Update the article on the Minnesota AFL-CIO's new president from "Burnham to succeed" to "the political process.", replacing "Feb. 1" with "March 1".

== GIVEN TEXT

Burnham to succeed McCarthy as Minnesota AFL-CIO president

The Minnesota AFL-CIO General Board today elected Bernie Burnham as the statewide labor federation’s next president. The former Duluth teacher, who currently serves as Education Minnesota’s vice president, will succeed Bill McCarthy, who plans to retire Feb. 1 after more than six years in the state’s top union office.

The Minnesota AFL-CIO represents over 300,000 union members across the state. The federation supports more than 1,000 affiliate unions in their efforts to build worker power through contract and organizing campaigns, as well as the political process.

As a Pacific-Islander, Burnham is the first person of color elected to an executive office at the Minnesota AFL-CIO, and the second woman elected president. The vote was unanimous.

Burnham became active in the Duluth Federation of Teachers after taking an elementary teaching job 22 years ago and quickly. She served as a steward and member of the union’s racial equity teams, and on the district’s labor-management committee.

“I was a woman of color who took an unconventional route into the teaching profession,” Burnham said. “I didn’t know if I would be accepted, but my new union family embraced me.”

====
== GIVEN INFORMATION

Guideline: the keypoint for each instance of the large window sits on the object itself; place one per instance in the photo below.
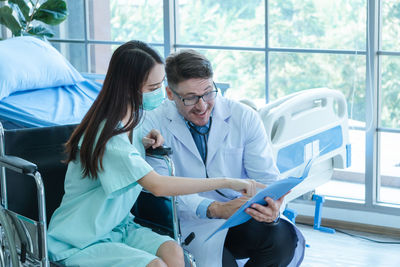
(266, 49)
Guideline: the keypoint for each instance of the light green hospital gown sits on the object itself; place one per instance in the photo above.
(93, 225)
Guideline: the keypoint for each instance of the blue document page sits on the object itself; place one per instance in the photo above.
(274, 191)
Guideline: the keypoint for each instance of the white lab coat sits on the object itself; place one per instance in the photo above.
(237, 147)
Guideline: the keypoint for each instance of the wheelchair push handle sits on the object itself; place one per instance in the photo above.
(159, 151)
(17, 164)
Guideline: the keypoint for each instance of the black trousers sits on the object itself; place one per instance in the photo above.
(265, 244)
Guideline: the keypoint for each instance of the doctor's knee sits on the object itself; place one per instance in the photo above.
(171, 253)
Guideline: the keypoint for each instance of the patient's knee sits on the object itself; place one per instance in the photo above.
(157, 263)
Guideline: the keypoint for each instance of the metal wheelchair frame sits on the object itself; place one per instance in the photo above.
(23, 239)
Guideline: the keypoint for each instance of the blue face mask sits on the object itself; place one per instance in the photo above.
(153, 99)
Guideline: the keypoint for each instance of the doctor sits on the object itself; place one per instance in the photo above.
(212, 136)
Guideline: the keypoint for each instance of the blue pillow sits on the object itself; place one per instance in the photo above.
(30, 63)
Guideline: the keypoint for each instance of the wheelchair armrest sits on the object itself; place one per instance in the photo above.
(159, 151)
(17, 164)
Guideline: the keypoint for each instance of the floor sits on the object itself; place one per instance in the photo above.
(343, 250)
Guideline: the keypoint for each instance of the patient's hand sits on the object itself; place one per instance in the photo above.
(224, 210)
(153, 139)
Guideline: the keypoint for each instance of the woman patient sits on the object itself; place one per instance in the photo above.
(106, 172)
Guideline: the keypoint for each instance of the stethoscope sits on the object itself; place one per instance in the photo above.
(205, 137)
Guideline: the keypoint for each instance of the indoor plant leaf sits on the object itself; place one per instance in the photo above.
(20, 7)
(52, 12)
(7, 19)
(40, 29)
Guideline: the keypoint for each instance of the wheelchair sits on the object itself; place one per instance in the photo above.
(25, 206)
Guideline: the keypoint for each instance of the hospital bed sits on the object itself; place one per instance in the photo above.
(39, 87)
(310, 124)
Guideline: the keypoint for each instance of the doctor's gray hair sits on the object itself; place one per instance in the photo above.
(187, 64)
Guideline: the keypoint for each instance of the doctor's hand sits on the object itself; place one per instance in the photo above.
(267, 213)
(224, 210)
(248, 187)
(153, 139)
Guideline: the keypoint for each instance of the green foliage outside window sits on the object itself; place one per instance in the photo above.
(311, 24)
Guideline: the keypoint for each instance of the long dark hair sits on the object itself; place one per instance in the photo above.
(129, 68)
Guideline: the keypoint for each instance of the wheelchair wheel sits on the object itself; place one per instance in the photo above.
(9, 255)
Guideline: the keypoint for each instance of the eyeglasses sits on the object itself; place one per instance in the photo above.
(193, 100)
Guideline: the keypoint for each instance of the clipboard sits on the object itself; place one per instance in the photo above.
(274, 191)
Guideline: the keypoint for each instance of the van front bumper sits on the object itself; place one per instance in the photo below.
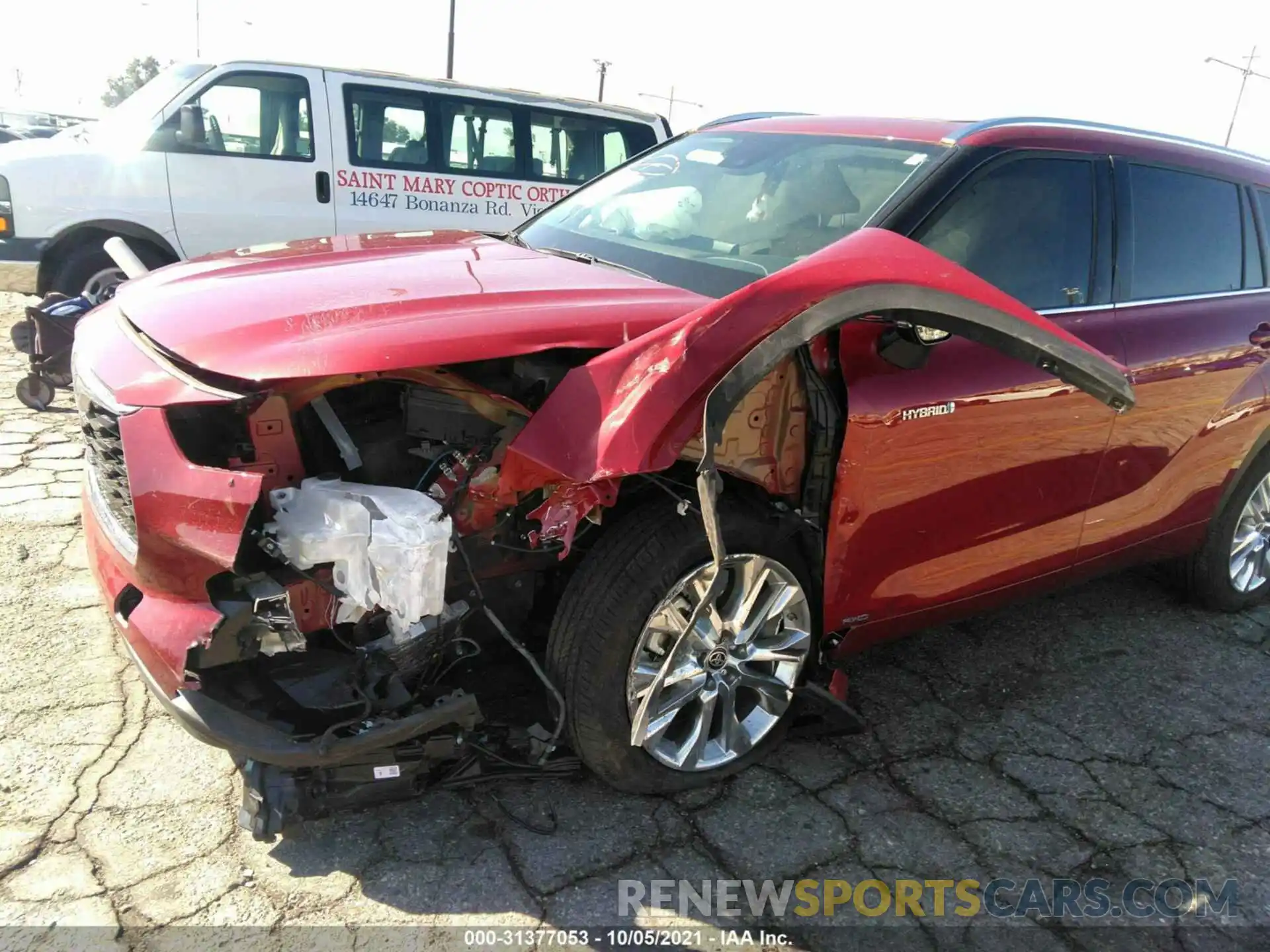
(19, 264)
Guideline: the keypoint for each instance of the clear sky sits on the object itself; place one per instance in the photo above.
(1124, 61)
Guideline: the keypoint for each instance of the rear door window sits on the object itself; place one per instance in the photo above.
(578, 147)
(1027, 226)
(1187, 234)
(482, 138)
(386, 127)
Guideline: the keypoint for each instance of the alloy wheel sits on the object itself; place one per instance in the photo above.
(1250, 546)
(732, 677)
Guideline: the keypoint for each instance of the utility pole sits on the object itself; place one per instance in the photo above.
(450, 55)
(671, 100)
(1245, 71)
(603, 71)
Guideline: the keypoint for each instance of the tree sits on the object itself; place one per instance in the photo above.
(396, 132)
(134, 78)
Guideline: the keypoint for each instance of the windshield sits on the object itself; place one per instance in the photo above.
(138, 111)
(715, 211)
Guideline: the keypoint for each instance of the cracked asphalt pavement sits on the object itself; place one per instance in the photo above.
(1109, 730)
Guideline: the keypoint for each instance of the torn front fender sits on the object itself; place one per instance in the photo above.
(634, 408)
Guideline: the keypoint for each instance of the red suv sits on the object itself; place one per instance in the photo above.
(769, 394)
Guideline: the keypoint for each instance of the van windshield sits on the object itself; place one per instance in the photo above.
(715, 211)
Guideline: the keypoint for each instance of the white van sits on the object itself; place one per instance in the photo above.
(207, 158)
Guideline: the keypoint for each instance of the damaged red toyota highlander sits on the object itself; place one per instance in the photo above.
(766, 395)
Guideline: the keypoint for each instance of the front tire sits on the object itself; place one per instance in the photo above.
(1232, 571)
(728, 701)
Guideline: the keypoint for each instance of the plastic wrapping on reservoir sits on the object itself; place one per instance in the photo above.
(388, 545)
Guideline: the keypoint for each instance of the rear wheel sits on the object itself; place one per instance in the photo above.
(726, 695)
(1232, 571)
(89, 270)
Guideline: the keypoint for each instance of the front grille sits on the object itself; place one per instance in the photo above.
(106, 462)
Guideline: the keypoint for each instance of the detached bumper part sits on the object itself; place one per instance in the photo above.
(218, 725)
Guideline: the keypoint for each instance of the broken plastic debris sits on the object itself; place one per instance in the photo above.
(388, 545)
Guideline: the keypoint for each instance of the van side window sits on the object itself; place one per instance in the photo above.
(1188, 234)
(255, 114)
(1027, 226)
(386, 127)
(480, 138)
(573, 147)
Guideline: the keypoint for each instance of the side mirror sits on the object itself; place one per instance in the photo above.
(190, 132)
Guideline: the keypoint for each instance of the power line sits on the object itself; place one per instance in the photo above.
(1245, 71)
(671, 100)
(450, 54)
(603, 65)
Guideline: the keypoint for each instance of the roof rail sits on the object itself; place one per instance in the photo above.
(743, 117)
(1101, 127)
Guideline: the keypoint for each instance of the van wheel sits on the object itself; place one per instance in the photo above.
(89, 270)
(1232, 571)
(728, 696)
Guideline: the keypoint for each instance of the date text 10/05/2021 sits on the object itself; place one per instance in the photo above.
(396, 190)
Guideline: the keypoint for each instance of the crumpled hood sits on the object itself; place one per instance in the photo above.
(381, 302)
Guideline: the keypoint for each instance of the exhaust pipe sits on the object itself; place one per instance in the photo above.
(125, 257)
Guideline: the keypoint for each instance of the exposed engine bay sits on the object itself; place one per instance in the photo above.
(378, 598)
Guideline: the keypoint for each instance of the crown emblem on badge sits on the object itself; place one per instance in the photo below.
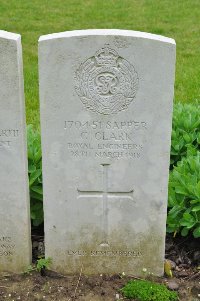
(106, 82)
(106, 56)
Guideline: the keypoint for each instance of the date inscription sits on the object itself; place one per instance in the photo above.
(109, 253)
(111, 139)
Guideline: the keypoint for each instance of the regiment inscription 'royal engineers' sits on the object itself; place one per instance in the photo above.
(106, 83)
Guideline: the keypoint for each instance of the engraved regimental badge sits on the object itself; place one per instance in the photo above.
(106, 83)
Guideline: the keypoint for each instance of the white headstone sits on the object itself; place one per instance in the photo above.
(15, 246)
(106, 109)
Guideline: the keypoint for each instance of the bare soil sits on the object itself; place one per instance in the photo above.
(183, 254)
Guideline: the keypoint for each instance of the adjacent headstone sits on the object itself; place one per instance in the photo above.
(106, 109)
(15, 246)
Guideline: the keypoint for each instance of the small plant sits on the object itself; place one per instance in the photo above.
(185, 131)
(184, 197)
(144, 290)
(43, 264)
(29, 269)
(35, 175)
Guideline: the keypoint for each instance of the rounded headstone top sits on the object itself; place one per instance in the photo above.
(112, 32)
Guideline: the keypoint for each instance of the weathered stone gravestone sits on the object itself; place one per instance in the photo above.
(15, 246)
(106, 109)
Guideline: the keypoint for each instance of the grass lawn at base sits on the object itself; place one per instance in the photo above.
(177, 19)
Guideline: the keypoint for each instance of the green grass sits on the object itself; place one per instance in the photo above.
(179, 19)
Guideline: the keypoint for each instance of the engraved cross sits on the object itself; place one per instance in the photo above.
(105, 194)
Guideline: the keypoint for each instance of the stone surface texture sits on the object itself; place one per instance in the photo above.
(106, 108)
(15, 245)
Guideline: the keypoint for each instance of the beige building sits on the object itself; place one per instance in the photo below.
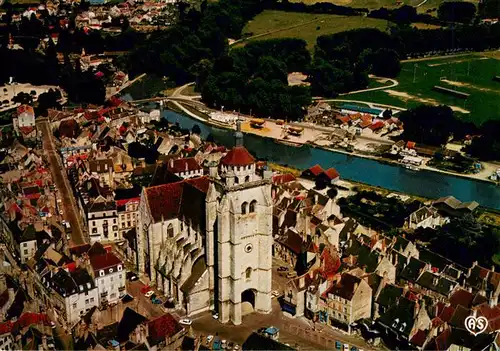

====

#### ANSWER TO THIS EXERCISE
Burnham to succeed McCarthy as Minnesota AFL-CIO president

The Minnesota AFL-CIO General Board today elected Bernie Burnham as the statewide labor federation’s next president. The former Duluth teacher, who currently serves as Education Minnesota’s vice president, will succeed Bill McCarthy, who plans to retire March 1 after more than six years in the state’s top union office.

The Minnesota AFL-CIO represents over 300,000 union members across the state. The federation supports more than 1,000 affiliate unions in their efforts to build worker power through contract and organizing campaigns, as well as the political process.